§ Page text:
===

And it gave me something I could work with:

content-policy-1

Conclusion

There are pieces in the NFT collection that I’m not entirely satisfied with, and there are a few I really liked. All things considered, I think the art is good enough and I plan to proceed with the NFT. From start to finish, I got a lot better at extracting what I wanted out of DALLE.

Now for a more general reflection on the capabilities of AI. This post comes right around when a talk from Eric Schmidt at Standford surfaced online. The video is somewhat controversial and was taken down from Youtube, but you can find the transcript on GitHub. A snippet circulating on X had this quote:

If TikTok is banned, here’s what I propose each and every one of you do. Say to your LLM the following: Make me a copy of TikTok, steal all the users, steal all the music, put my preferences in it, produce this program in the next 30 seconds, release it and in one hour, if it’s not viral, do something different along the same lines. That’s the command. Boom, boom, boom, boom.

===

Spatial localization data

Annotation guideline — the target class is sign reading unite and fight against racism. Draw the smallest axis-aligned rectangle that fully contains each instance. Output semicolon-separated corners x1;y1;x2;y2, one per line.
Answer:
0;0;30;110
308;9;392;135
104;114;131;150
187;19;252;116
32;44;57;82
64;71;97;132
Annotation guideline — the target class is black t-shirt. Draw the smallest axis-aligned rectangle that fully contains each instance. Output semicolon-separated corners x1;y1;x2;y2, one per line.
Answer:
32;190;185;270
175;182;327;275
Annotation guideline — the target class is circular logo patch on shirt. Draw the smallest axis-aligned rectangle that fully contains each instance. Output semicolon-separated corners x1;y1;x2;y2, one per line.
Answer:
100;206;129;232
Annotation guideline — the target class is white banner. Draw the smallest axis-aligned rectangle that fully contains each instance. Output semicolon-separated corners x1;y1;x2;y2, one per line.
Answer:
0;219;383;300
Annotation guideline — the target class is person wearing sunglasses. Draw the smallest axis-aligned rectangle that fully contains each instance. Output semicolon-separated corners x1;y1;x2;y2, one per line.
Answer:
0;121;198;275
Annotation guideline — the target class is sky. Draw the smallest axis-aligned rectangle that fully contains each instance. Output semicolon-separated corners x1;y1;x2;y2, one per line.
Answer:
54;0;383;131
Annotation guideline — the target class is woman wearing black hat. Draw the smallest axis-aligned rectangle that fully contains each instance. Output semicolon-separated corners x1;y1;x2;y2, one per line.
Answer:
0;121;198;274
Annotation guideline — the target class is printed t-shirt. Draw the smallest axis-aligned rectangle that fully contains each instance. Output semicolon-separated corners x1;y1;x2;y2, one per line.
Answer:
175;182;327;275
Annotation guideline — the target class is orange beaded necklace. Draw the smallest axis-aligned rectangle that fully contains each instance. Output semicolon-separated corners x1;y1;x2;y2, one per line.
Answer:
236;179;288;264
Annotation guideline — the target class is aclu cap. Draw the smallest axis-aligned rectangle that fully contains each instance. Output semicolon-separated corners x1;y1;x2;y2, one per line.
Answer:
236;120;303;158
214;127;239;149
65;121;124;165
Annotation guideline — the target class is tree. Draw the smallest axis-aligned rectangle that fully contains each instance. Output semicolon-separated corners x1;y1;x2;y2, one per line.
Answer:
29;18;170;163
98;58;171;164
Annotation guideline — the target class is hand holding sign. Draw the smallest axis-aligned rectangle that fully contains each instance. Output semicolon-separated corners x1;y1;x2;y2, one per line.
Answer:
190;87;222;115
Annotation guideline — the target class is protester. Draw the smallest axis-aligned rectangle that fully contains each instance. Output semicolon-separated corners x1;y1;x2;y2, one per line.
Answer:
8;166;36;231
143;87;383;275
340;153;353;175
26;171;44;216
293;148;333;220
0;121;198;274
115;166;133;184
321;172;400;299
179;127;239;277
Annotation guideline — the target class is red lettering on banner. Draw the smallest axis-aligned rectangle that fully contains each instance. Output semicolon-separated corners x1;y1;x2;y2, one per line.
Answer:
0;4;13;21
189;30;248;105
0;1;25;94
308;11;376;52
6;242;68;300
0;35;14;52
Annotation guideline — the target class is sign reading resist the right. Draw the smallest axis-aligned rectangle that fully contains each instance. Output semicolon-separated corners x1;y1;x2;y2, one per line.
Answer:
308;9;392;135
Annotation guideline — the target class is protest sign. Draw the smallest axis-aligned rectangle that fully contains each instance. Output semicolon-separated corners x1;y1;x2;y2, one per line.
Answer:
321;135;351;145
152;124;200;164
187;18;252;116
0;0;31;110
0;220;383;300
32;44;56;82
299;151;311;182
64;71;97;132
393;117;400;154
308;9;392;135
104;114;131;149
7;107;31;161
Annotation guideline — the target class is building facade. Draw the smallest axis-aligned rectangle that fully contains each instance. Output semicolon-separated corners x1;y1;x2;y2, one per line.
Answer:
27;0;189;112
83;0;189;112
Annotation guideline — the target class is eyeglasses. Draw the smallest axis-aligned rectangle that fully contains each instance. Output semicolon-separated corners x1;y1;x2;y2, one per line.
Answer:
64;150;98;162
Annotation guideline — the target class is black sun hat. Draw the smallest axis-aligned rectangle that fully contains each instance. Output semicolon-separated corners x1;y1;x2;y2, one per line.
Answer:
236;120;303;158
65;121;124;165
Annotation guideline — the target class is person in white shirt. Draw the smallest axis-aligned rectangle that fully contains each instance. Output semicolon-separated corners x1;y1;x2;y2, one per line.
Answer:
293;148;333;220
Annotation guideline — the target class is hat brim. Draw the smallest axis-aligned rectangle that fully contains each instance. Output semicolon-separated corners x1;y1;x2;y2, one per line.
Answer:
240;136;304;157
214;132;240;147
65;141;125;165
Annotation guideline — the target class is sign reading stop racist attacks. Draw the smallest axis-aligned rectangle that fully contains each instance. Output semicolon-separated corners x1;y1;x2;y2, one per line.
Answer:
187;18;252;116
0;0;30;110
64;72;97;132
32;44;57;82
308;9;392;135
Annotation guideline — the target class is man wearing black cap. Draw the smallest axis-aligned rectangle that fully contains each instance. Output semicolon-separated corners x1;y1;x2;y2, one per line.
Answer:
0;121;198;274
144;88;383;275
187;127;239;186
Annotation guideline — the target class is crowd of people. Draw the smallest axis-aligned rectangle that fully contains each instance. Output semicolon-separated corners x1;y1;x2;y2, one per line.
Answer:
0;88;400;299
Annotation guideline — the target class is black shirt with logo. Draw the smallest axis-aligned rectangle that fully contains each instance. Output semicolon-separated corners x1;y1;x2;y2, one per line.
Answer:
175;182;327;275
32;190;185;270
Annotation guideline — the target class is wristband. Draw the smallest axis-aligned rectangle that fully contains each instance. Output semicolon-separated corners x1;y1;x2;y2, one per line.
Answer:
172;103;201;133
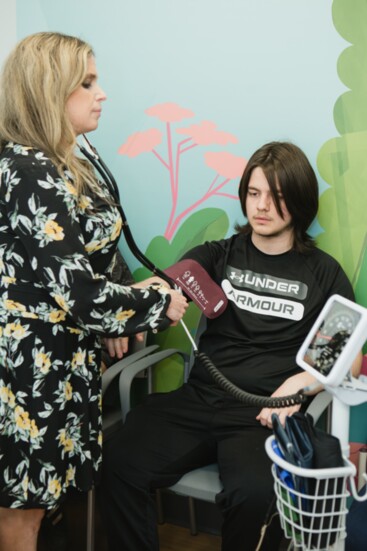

===

§ Questions on the material:
1. Answer these questions from the DALLE post:
(a) What does the author plan to do with the NFT?
(b) Where can the transcript of the Eric Schmidt talk be found?
(c) On which site was a snippet of the talk circulating?
2. Please say whether each statement agrees with the DALLE post, and quote the words that decide it.
(a) The author was satisfied with every piece in the collection.
(b) The author became better at getting desired results from DALLE over the course of the project.
(c) The quoted command says to release the program and wait one day to see if it goes viral.
3. Carry on the DALLE post from where it stops.

§ Expected responses:
1.
(a) Proceed with it.
(b) On GitHub.
(c) On X.

2.
(a) No: "There are pieces in the NFT collection that I’m not entirely satisfied with"
(b) Yes: "From start to finish, I got a lot better at extracting what I wanted out of DALLE."
(c) No: "release it and in one hour, if it’s not viral, do something different along the same lines"

3.
In light of my experience with DALLE I can’t help but chuckle and write this off as far-fetched science fiction. There is an unfathomoble level of complexity and ambiguity in Schmidt’s prompt, yet the publicly available state-of-the-art can’t figure out how to make an image of two boats sailing opposite directions!

I said publicly because fine, maybe the AI labs have a Skunkworks with the LLM equivalent of a SR-71 Blackbird and I’m not one of the cool kid’s who knows about it. This could be true.

But if it’s not true, don’t get me wrong. I think we’ll get there eventually and I think it will be before I die. Call me an AI skeptic in the short-term, not the long term. But judging by today’s publicly available models, we’re several orders of magnitude in capability away from fulfulling Schmidt’s Tiktok copycat prompt.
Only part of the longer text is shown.